Records from a data collection
--- --- ---

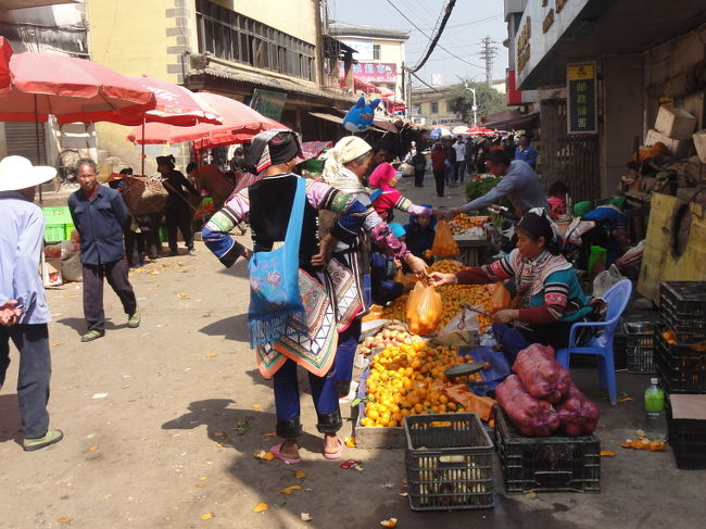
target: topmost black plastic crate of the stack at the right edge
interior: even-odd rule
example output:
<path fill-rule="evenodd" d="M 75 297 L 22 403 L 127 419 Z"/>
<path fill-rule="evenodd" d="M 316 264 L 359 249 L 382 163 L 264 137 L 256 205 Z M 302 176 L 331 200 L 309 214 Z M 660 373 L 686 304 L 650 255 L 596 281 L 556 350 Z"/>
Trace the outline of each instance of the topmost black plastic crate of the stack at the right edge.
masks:
<path fill-rule="evenodd" d="M 706 281 L 660 282 L 659 313 L 678 342 L 706 340 Z"/>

--- --- ---

> **Assigned task**:
All lines from the one containing "316 264 L 359" to the end of the records, both ends included, should be printed exactly and on their own.

> **Solution to this problem**:
<path fill-rule="evenodd" d="M 316 264 L 359 249 L 382 163 L 264 137 L 256 205 Z M 302 176 L 331 200 L 309 214 Z M 660 373 L 686 304 L 650 255 L 596 281 L 556 350 Z"/>
Trace the outline of each instance of the topmost black plastic crate of the stack at the right edge.
masks:
<path fill-rule="evenodd" d="M 706 281 L 660 282 L 659 313 L 678 342 L 706 340 Z"/>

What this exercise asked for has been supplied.